"""

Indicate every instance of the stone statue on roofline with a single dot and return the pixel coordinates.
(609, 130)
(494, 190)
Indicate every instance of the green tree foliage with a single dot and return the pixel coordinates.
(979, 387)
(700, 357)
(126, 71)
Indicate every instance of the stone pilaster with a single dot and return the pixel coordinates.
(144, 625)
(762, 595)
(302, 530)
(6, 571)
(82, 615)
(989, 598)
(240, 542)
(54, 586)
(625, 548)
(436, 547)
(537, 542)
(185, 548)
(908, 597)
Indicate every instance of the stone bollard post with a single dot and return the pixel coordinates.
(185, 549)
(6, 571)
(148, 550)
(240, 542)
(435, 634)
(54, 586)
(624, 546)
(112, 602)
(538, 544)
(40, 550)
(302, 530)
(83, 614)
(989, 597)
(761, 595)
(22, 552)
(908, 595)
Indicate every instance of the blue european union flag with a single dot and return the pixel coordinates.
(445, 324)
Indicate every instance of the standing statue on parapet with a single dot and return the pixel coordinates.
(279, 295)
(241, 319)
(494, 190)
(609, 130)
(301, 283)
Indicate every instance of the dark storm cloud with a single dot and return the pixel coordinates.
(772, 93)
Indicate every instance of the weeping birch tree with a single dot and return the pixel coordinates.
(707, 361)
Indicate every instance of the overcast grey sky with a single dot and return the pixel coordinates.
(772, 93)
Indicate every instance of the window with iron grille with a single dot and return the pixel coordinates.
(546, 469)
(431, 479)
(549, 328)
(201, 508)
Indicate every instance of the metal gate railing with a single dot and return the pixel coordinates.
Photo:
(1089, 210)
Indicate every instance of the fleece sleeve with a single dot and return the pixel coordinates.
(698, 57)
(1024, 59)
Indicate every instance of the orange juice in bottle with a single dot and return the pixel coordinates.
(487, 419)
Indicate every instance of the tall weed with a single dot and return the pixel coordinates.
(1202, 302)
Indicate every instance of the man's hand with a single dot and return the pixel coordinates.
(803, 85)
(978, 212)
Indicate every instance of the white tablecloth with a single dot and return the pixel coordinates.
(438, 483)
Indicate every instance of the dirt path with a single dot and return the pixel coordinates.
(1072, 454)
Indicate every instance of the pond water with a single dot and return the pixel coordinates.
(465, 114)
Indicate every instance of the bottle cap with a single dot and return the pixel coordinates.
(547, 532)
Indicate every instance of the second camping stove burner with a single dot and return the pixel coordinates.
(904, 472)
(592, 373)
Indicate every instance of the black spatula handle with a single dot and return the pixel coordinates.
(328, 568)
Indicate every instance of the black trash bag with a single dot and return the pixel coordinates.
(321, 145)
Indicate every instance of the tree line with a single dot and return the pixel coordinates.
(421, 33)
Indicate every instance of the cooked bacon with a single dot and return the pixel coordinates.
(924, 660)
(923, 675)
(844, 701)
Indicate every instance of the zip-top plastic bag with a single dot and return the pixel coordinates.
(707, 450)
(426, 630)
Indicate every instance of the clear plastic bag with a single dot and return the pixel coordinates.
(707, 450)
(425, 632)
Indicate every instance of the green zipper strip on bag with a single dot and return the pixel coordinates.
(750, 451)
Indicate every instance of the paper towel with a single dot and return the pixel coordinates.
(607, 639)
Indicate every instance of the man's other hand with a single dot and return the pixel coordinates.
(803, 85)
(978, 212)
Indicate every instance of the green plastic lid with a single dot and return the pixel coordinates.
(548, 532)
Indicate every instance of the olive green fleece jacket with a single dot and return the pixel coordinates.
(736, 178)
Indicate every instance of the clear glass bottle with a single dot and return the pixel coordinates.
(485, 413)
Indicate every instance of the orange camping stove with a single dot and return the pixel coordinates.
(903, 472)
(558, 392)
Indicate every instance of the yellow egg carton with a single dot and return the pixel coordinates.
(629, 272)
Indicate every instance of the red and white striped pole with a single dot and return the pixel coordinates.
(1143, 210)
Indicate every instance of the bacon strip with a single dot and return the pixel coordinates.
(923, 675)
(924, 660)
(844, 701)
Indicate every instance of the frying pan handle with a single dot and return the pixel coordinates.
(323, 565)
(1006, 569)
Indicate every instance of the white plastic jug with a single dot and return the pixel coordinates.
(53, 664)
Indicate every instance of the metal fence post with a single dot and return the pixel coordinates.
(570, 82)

"""

§ Work instruction
Send back, unchanged, every line of the records from the one with "Indicate every instance of the white plastic" through the last.

§ Answer to the exercise
Indicate every instance of the white plastic jug with a single dot and return the pixel coordinates.
(53, 664)
Indicate every instance of the metal fence post with a single dot and return the pixel coordinates.
(570, 82)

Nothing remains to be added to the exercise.